ASSIGNED TASK:
When you return the entries, keep every word and mark exactly as it is.
=== EXCERPTED RECORDS ===
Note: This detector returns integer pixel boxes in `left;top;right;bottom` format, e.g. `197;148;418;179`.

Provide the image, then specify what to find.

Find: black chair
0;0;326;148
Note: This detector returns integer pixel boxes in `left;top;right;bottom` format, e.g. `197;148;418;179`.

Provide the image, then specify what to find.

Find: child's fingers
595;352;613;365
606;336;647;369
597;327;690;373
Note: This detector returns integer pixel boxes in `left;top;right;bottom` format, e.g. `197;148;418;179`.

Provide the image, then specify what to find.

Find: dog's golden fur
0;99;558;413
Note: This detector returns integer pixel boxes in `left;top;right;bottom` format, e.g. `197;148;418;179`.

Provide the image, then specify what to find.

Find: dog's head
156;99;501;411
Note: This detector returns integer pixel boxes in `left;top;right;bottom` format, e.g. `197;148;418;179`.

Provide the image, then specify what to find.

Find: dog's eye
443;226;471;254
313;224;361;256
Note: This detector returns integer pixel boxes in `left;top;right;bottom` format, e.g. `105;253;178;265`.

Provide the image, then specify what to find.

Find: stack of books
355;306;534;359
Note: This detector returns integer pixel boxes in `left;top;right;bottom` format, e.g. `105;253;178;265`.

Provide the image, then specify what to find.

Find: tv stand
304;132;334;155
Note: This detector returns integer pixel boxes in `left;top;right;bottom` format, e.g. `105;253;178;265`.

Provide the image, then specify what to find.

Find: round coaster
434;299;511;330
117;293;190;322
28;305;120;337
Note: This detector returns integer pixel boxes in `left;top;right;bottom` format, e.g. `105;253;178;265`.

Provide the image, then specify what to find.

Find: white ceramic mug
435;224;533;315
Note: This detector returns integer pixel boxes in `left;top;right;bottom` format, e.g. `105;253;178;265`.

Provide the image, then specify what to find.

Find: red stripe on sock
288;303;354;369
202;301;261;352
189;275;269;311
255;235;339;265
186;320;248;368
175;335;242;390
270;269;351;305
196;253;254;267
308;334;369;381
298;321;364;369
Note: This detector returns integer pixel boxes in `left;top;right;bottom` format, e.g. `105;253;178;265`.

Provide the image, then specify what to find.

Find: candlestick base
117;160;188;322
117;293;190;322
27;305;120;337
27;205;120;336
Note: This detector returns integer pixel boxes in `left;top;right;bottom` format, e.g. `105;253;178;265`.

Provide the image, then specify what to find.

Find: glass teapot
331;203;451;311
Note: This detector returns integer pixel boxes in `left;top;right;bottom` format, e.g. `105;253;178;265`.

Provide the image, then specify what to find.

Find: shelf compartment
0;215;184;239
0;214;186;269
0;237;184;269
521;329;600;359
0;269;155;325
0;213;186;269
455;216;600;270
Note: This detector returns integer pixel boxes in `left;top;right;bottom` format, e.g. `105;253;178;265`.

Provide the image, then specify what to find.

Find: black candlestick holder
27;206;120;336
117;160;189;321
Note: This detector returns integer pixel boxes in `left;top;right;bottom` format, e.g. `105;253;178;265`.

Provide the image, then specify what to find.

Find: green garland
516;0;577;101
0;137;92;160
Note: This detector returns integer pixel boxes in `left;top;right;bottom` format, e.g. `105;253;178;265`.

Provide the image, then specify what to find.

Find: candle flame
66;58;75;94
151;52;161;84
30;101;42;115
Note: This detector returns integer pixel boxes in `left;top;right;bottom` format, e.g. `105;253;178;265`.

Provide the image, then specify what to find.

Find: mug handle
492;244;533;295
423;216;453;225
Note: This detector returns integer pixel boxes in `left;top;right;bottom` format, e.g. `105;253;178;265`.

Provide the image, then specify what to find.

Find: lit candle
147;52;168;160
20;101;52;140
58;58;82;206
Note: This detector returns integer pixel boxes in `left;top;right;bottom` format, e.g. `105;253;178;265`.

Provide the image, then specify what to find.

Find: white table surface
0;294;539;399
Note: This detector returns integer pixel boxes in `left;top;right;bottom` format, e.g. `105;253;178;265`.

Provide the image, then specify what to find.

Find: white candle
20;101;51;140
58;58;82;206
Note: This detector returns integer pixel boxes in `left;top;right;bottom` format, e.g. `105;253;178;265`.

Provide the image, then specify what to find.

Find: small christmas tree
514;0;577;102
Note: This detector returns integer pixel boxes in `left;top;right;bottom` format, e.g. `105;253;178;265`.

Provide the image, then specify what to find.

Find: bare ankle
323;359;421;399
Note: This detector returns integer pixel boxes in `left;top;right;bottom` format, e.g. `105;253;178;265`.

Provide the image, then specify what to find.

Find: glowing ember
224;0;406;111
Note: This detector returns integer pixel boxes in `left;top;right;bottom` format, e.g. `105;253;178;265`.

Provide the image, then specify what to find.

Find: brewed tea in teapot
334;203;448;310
===
COMPLETED TASK:
Note: This detector returns integer pixel boxes in `left;top;right;bottom` format, e.g. `197;148;418;179`.

Provide the image, then specify what to find.

Find: black chair
0;0;326;148
Note: This detector returns integer pixel boxes in `left;top;right;bottom` format, e.g. `197;148;418;179`.

Provide the image, then specify what to find.

Find: child's fingers
595;352;613;365
606;336;647;369
597;327;690;373
Note: This detector returns integer pixel boxes in `left;top;right;bottom` format, e.g. `197;148;418;179`.

Provide the image, then specify what to find.

Find: dog's golden fur
0;99;558;413
Note: This detector returns integer pixel boxes in `left;top;right;bottom` format, e.g. `197;148;418;179`.

Provide the image, then specify what to find.

Find: dog's head
156;99;501;411
Note: This detector returns integer pixel boxes in `left;top;right;bottom` format, e.g. `197;148;418;179`.

Provide the image, then specify what to find.

Find: dog's eye
443;226;471;254
313;224;361;256
Note: This detector returns integer pixel boxes in `left;top;right;bottom` format, e.g. `105;253;178;265`.

Provide the image, then specify what to find.

Find: stack of books
355;306;534;359
Note: This detector returns integer pixel boxes in `left;top;right;bottom` format, e.g. `105;253;178;265`.

Provide the image, then specify what to find.

Find: tv stand
304;132;334;155
Note: This detector returns integer pixel boxes in `left;top;right;bottom` format, e.g. `105;253;178;265`.

Provide the image, then specify what to find.

Find: round coaster
434;299;511;330
117;293;190;322
28;305;120;337
Note: This detector returns integer pixel boxes in `left;top;right;bottom` format, e.g. `105;253;178;265`.

Provide the image, then specify what to find.

Find: white ceramic mug
435;224;533;315
Note: This detector returns integer pixel boxes in `left;top;right;bottom` format, e.g. `105;253;178;265`.

Provide the image, then specify what to find.

Find: red stripe on sock
288;303;354;369
202;301;261;352
189;275;269;311
255;235;339;265
186;320;248;368
175;335;242;390
270;269;351;305
196;253;254;267
308;334;369;381
298;321;364;369
Note: This detector returns integer pixel boxes in `left;top;right;bottom` format, e.g. `105;253;178;265`.

Provide the image, then specify what to find.

Find: candlestick base
117;160;188;322
117;293;190;322
27;305;120;337
27;205;120;336
Note: This detector returns integer pixel boxes in `left;top;right;bottom` format, e.g. `105;253;178;265`.

Provide the image, then specify what to find.

Find: glass teapot
331;203;451;311
Note: This detector returns integer pixel boxes in `left;top;right;bottom` format, e.g. `105;253;178;265`.

Provide the image, then specify what to find.

Find: shelf compartment
0;215;184;239
0;214;186;269
0;237;184;269
521;329;600;359
0;269;155;325
0;213;186;269
455;216;600;270
Note: This detector returns integer pixel boxes in `left;top;right;bottom` format, e.g. `105;253;178;265`.

Provide the image, then specify what to find.

Find: black candlestick holder
27;206;120;336
117;160;189;321
Note: This detector returns integer pixel boxes in `left;top;right;bottom` format, e.g. `105;253;178;265`.

Provide the image, then specify what to find.

Find: green garland
516;0;577;101
0;137;92;160
Note: This detector returns integer pixel boxes in `left;top;right;bottom` format, e.g. `105;253;178;265`.

Provide the image, then specify what to find.

Find: candle flame
66;58;75;94
151;52;161;84
30;101;42;115
Note: This detector returns integer pixel boxes in `left;top;right;bottom` format, e.g. `105;253;178;265`.

Provide the image, then specify what to find.

Find: mug handle
492;244;533;295
423;216;453;225
Note: This detector returns integer pixel boxes in `left;top;right;bottom` format, e.g. `105;253;178;265`.

Provide the image, then specify what to find.

Find: lit candle
147;52;168;160
20;101;52;140
58;58;82;206
Note: This detector returns integer pixel boxes in `left;top;right;bottom` format, e.g. `105;253;178;265`.

Provide the image, then specify what to find.

Find: white table surface
0;294;539;399
Note: This detector returns integer pixel boxes in `left;top;right;bottom` format, e.g. `105;253;178;265`.

Provide the image, then specify what to find.

Find: white candle
20;101;51;140
58;58;82;206
Note: This detector returns integer pixel boxes in `left;top;right;bottom` format, e.g. `105;253;178;265`.

Provide the image, then specify what to find.

Find: small christmas tree
514;0;577;102
Note: This detector returns integer pixel boxes in `left;top;right;bottom` format, e.g. `105;253;178;265`.

Provide the image, then specify what to find.

Find: bare ankle
323;359;421;399
Note: This detector returns integer pixel boxes in `left;top;right;bottom` format, e.g. `105;253;178;265`.

Provide the image, then specify what to find.

Find: glowing ember
224;0;406;111
Note: This detector returns integer pixel boxes in `left;top;right;bottom` format, e.g. `105;253;178;265`.

Provide the image, then specify what to find.

Find: brewed tea in teapot
334;203;448;310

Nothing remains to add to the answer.